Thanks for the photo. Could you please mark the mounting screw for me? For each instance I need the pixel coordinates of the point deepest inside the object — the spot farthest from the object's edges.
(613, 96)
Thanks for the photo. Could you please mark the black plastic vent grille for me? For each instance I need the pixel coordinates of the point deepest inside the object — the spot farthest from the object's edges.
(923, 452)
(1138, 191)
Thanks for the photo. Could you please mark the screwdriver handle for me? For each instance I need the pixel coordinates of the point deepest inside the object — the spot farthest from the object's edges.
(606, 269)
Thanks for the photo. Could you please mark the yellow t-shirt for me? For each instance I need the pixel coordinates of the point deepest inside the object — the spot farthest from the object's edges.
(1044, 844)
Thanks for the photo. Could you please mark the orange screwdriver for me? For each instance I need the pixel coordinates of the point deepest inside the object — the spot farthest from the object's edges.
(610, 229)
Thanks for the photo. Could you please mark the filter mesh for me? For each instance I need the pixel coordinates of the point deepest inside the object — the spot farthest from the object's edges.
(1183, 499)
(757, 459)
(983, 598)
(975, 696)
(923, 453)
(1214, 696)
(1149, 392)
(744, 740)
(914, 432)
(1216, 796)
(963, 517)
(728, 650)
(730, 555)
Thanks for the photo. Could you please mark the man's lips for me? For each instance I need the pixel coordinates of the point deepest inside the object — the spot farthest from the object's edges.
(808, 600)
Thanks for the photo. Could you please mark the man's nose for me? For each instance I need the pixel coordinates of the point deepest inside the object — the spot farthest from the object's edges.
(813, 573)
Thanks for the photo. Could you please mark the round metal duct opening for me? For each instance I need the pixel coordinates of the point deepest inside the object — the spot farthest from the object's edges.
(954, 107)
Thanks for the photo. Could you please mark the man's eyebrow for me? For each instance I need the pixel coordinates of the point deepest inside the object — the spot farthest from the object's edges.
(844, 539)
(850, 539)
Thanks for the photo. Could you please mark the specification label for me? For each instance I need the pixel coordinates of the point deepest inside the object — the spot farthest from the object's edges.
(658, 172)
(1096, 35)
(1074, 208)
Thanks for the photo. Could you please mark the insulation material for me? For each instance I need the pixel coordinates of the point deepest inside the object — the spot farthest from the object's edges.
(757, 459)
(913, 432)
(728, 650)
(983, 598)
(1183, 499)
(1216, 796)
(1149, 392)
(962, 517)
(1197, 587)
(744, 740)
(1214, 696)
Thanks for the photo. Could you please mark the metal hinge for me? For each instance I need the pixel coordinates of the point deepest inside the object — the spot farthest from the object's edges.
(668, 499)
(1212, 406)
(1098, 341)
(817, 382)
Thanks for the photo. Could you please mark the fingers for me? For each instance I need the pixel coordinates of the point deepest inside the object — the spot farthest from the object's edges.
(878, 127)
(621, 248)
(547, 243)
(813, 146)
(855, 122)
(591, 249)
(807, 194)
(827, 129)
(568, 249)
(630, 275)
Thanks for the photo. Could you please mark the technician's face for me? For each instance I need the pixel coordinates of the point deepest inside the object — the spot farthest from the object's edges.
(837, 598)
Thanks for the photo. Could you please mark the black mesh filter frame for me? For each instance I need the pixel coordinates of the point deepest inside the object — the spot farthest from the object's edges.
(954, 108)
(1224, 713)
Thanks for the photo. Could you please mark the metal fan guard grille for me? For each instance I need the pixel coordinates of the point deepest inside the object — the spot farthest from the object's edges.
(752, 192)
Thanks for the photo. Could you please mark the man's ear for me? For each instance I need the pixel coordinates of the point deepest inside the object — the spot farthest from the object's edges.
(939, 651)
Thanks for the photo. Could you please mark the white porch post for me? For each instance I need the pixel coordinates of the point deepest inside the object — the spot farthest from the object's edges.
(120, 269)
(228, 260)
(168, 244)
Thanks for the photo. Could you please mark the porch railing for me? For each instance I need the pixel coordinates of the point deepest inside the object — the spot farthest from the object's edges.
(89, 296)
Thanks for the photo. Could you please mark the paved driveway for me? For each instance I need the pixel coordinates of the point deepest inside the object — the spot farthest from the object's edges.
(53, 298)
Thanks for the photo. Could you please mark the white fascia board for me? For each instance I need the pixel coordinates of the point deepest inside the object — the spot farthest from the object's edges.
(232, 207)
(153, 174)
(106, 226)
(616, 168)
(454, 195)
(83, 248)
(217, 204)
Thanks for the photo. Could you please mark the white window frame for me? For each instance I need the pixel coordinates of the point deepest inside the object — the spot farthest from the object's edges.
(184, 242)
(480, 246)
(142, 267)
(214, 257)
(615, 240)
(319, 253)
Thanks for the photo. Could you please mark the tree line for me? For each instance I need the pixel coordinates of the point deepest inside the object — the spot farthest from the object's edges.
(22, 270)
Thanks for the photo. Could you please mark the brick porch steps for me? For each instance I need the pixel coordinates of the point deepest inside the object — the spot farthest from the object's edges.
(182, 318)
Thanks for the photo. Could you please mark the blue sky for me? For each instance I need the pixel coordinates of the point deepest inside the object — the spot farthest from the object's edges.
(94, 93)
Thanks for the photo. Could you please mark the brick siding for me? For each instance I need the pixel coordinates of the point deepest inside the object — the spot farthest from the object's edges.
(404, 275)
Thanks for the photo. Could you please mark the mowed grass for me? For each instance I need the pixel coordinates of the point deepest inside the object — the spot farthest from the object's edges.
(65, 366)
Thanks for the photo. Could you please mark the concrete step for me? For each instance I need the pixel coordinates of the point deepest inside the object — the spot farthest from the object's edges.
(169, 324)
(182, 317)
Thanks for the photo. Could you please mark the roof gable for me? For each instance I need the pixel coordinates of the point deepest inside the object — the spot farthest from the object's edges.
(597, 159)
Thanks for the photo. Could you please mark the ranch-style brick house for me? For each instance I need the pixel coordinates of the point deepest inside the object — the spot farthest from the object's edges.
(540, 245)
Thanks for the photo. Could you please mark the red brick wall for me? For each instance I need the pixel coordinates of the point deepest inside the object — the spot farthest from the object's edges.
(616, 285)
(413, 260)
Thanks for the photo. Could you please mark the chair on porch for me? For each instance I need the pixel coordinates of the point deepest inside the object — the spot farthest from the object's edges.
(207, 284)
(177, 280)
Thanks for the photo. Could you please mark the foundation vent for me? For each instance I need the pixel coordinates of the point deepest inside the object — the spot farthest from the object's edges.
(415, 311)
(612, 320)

_WRITTEN INSTRUCTION_
Reproduce the lines above verbatim.

_CORRECT ANSWER_
Thanks for the photo. Could you please mark the mounting screw for me? For each instance I need the pixel coordinates of the point deepest inside the object — the spot farthest from the object's edges.
(613, 96)
Thanks for the photo. Could you please mark the black plastic vent grille for me? For each instance I need the pixel coordinates of the point deepest inside the object — the spot farthest from the object's edges.
(923, 452)
(1138, 191)
Thanks for the photo. Could you please mark the screwdriver handle for me? For each instance I need the pixel coordinates of the point deepest inside the object — the spot farthest from the object's edges.
(606, 269)
Thanks for the photo. Could you please mark the yellow t-shirt for me? For each instance I need the pixel coordinates of the point deepest inside the object — the spot farthest from the object's edges.
(1044, 844)
Thanks for the photo. Could you please mark the orange screwdriver for me? For each instance I need the pixel coordinates of the point deepest inside the object — the spot farthest from the object's edges.
(610, 229)
Thanks for the photo. Could you please mark the filter mesh for me? For each instance I need the pixel coordinates of the point deepest inside the object — the spot farthest from the object's edges.
(1183, 499)
(757, 459)
(983, 598)
(975, 696)
(923, 453)
(1214, 696)
(1149, 392)
(744, 740)
(914, 432)
(1216, 796)
(963, 517)
(728, 650)
(730, 555)
Thanks for the photo. Could you please mark the man's lips for me? For each instance I need the pixel coordinates of the point deepest inside the object — the spot farthest from the object's edges.
(808, 600)
Thanks for the photo. Could you please mark the man's nose for me? For each instance I need the pixel coordinates of the point deepest inside the object — the spot farthest from the object's edges.
(813, 573)
Thanks for the photo. Could you please mark the round metal duct opening for me? For each instance I need the pixel coordinates of the point deepest inside the object — the spot farthest from the object's edges.
(954, 107)
Thanks for the photo. Could you please mark the man's eyebrow for me? For each instance I need the pixel coordinates of the point deepest inside the object — the spot farthest from the object's edges.
(844, 539)
(850, 539)
Thanks for the photo. Could you please mark the specification label for me? For each instance I need the pixel coordinates of the point deepest inside the object — the spot farthest from the object's edges.
(658, 172)
(1096, 35)
(1074, 208)
Thanks for the photo. Could you please mark the insulation material for me? For each instance I need the pixel coordinates of the point deepest inside the object — the spot farthest from the object's edges.
(757, 459)
(913, 432)
(728, 650)
(983, 598)
(1183, 499)
(1216, 796)
(1149, 392)
(962, 517)
(1197, 587)
(744, 740)
(1214, 696)
Thanks for the photo. Could you please mark the metal hinge for me? For each instance I need the pixel coordinates of the point deepest inside the object — the spot farthest from the object's edges.
(668, 499)
(1212, 406)
(1098, 341)
(817, 382)
Thanks for the photo. Could you please mark the fingers for me? For each instance I need the pixel coordinates of the point deepest inside the object — the spot farthest from the object's edges.
(878, 127)
(621, 248)
(547, 243)
(813, 146)
(855, 122)
(591, 249)
(807, 194)
(827, 129)
(568, 249)
(630, 275)
Thanks for the photo. Could you please mark the technician's face for me? For each instance I need the pixel coordinates of the point deepest inside the object — the spot farthest from the object's edges.
(837, 598)
Thanks for the photo. Could you please mark the black mesh filter frame for me? For each instance I need the pixel coordinates of the point deepest inside the object — the spot farthest from the object's edges.
(954, 108)
(1224, 713)
Thanks for the photo. Could you please mark the metal fan guard grille for me? For each instance I need the pixel coordinates of the point deepest inside the object — the spot farthest from the object's edges.
(752, 192)
Thanks for the photo. Could you please mark the man's ear for me? For each instance I need the pixel coordinates of the point deepest inside the object — the spot farthest from the object's edges.
(939, 651)
Thanks for the photo. Could you please mark the white porch post for me? For each instance I need the pixel coordinates of the point deepest inside the object — the spot farthest from the object's edges.
(120, 269)
(228, 260)
(168, 244)
Thanks for the photo. Could you please mark the porch railing for me? For each instance I need the pixel coordinates of the point deepest inside the object — the spot farthest from the object's edges.
(89, 296)
Thanks for the photo. Could you please mark the paved driveway for me? For each instance I need the pixel coordinates of the point deepest inside the object — the spot farthest from the object's edges.
(53, 298)
Thanks for the photo. Could you please mark the white fascia board for me? For each instance I need the pixel coordinates of the point deepest inside the object — the spot farthest from the object's edges.
(232, 207)
(153, 174)
(106, 226)
(616, 168)
(454, 195)
(83, 248)
(217, 204)
Thanks for the photo. Could you please mark the white window frame for me? For each instance I need the pixel coordinates of the point deepest inside the object — the spot farthest from the object's edges.
(184, 242)
(480, 246)
(142, 267)
(214, 257)
(615, 240)
(319, 253)
Thanks for the photo. Could you please mark the tree line for me? For each instance I need the pixel coordinates of the point deepest inside the object — the spot farthest from the object's edges.
(22, 270)
Thanks for the photo. Could you please mark the brick porch steps for me? For each instance I need the pixel coordinates of the point deepest inside the object — the spot farthest from the object's edges.
(182, 318)
Thanks for the photo. Could you please mark the blue sky for me? For each instance I need the pixel coordinates of the point deepest inside the object — the spot farthest from the object's edges.
(94, 93)
Thanks for the photo. Could you please mark the brick siding for me? For each instance I need the pixel coordinates of the point deepest inside the object — the spot farthest from the object's edges.
(404, 275)
Thanks for the photo. Could you please mark the mowed grass for me? For each instance I need the pixel coordinates of the point deepest inside the object — the spot farthest from the object's edges.
(65, 366)
Thanks for the photo. Could you please mark the concrete step for me? For each instance I need the pixel coordinates of the point deepest inside the object — the spot farthest from the object's edges.
(169, 324)
(182, 317)
Thanks for the photo. Could you please mark the roof gable for me? For each instance I need the pixel coordinates of the point deepest inside the object — the spot farthest from the object's edges.
(597, 159)
Thanks for the photo. Could you please mark the ranch-style brick house for me? For each instance I need the pixel coordinates of the point deepest inside the object — the spot farthest from the object's edges.
(540, 245)
Thanks for the photo. Could you please mark the red brick wall for me? For each instance I need the pixel coordinates of the point deepest inside the object — the spot farthest from the object's edges.
(616, 285)
(413, 260)
Thanks for the photo. Could you please mark the chair on porch for me? For each instance I need the pixel coordinates of the point deepest inside the object — the spot farthest from the object's edges.
(207, 284)
(177, 280)
Thanks for the photo. Could you please mark the foundation vent for me? For each instance I need the pixel coordinates of the point deepest inside the object — the spot farthest from the object's edges.
(415, 311)
(612, 320)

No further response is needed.